● Work required
Repeat the records word for word, excluding any picture.

-- Begin --

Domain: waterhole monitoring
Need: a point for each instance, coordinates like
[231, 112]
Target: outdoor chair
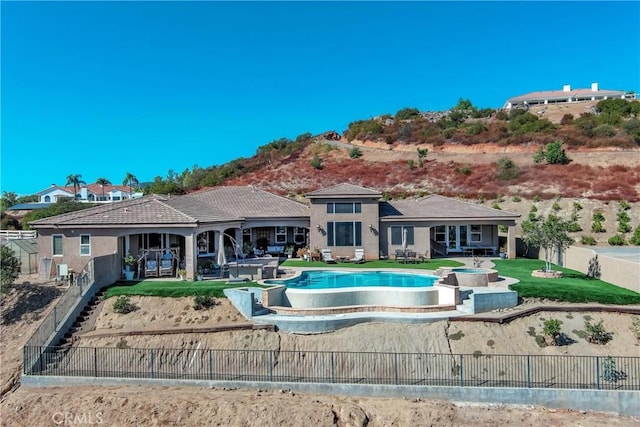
[151, 267]
[327, 257]
[166, 265]
[358, 257]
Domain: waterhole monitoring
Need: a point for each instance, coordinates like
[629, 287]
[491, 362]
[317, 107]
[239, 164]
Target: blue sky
[102, 88]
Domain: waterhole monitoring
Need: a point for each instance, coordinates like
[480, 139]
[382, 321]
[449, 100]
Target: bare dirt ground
[131, 405]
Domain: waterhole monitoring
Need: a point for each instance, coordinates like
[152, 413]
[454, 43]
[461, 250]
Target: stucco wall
[619, 272]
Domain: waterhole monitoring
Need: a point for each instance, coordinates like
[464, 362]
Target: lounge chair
[166, 265]
[327, 257]
[358, 257]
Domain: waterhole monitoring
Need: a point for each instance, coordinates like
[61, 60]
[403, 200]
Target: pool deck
[329, 322]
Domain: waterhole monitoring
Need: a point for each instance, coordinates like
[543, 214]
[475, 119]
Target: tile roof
[149, 210]
[250, 202]
[561, 94]
[436, 207]
[218, 204]
[345, 190]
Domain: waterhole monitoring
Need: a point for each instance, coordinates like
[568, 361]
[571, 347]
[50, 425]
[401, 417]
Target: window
[396, 234]
[476, 233]
[344, 233]
[85, 244]
[342, 207]
[56, 241]
[281, 235]
[298, 236]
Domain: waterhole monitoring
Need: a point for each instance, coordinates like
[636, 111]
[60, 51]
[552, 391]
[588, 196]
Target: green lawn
[173, 288]
[429, 265]
[573, 287]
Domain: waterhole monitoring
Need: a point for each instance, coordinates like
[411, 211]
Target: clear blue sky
[102, 88]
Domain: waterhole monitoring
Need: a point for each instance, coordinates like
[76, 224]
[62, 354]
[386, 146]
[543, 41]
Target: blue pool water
[348, 279]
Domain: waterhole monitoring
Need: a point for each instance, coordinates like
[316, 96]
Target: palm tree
[102, 182]
[76, 181]
[130, 179]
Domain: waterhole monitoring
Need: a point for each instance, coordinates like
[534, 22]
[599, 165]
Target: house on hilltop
[566, 95]
[222, 223]
[92, 193]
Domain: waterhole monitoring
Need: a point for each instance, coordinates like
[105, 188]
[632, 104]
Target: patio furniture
[150, 266]
[327, 257]
[166, 265]
[358, 257]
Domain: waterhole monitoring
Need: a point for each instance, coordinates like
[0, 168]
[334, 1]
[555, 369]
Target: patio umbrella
[222, 258]
[404, 239]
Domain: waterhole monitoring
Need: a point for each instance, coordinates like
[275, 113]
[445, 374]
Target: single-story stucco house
[193, 228]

-- End --

● Answer to this problem
Domain: waterhole monitoring
Need: a point for each instance, coordinates like
[231, 112]
Target: outdoor chair
[151, 267]
[327, 257]
[166, 265]
[358, 257]
Domain: waterhole monitoring
Need: a point for each instance, coordinates like
[629, 287]
[491, 362]
[317, 107]
[239, 164]
Target: blue sky
[102, 88]
Domain: waterhole monitoring
Need: a point for each instance, coordinates like
[480, 139]
[382, 321]
[449, 100]
Target: bare dirt ground
[131, 405]
Domain: waterhole monitoring
Need: a point for each instance, coordinates like
[152, 413]
[454, 43]
[461, 250]
Target: stucco wall
[619, 272]
Domain: waterhole monitoring
Need: a point for each instance, coordinates like
[464, 362]
Target: lounge chair
[166, 265]
[327, 257]
[358, 257]
Domain: waterhole monitoring
Need: a point for each instance, coordinates like
[61, 60]
[403, 200]
Target: pool deck
[329, 322]
Domain: waterhole monitoring
Need: a point for each instance, coordinates like
[543, 214]
[475, 119]
Target: tile roof
[149, 210]
[250, 202]
[561, 94]
[436, 207]
[218, 204]
[345, 190]
Domain: waterhole monitoring
Need: a point for each instance, coordinates like
[568, 361]
[571, 347]
[50, 425]
[401, 417]
Target: window
[396, 234]
[476, 233]
[344, 233]
[85, 244]
[342, 207]
[56, 241]
[281, 235]
[298, 236]
Domain: waterhole monitoring
Need: a point for each instance, coordinates like
[636, 111]
[60, 51]
[552, 391]
[588, 196]
Target: green lawn
[173, 288]
[429, 265]
[573, 287]
Domain: waterhole monitoring
Need: a point for each instance, coordinates like
[411, 211]
Target: clear blue sky
[102, 88]
Domain: waterhole monitoring
Need: a point for each instance, coordinates like
[76, 224]
[62, 354]
[386, 146]
[543, 41]
Target: blue pool water
[348, 279]
Domain: waterhole monitoring
Need: a point for each instance, coordinates like
[316, 96]
Target: palm tree
[102, 182]
[76, 181]
[130, 179]
Domain: waterhole monitoring
Need: a point for each instance, coordinates like
[534, 22]
[599, 165]
Target: house on hilltop
[566, 95]
[222, 223]
[92, 193]
Domain: waterhole monitoring
Need: a point for each instance, coordinates like
[105, 188]
[632, 104]
Target: patio furniture
[150, 266]
[327, 257]
[166, 265]
[358, 257]
Domain: waterhole monitoring
Need: a point for each instance, coordinates like
[0, 168]
[334, 1]
[555, 369]
Target: patio umbrella
[222, 258]
[404, 239]
Domain: waterhole monitoring
Need: a point for each instance, coordinates like
[275, 113]
[445, 374]
Target: single-story stucco house
[193, 228]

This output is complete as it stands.